### [Record extracts]
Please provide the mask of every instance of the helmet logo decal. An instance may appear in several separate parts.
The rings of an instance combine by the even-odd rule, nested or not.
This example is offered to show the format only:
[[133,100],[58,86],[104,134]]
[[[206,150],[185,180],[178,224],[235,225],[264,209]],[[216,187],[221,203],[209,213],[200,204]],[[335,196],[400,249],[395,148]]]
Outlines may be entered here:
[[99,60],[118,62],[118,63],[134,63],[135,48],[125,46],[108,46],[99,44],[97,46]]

### [Work order]
Look through the data and gather every line with the string "instance" in it.

### [Solution]
Please provide the mask of every instance of the helmet logo decal. An instance may appear in several separate parts.
The rings of an instance combine by the even-odd rule, nested or not.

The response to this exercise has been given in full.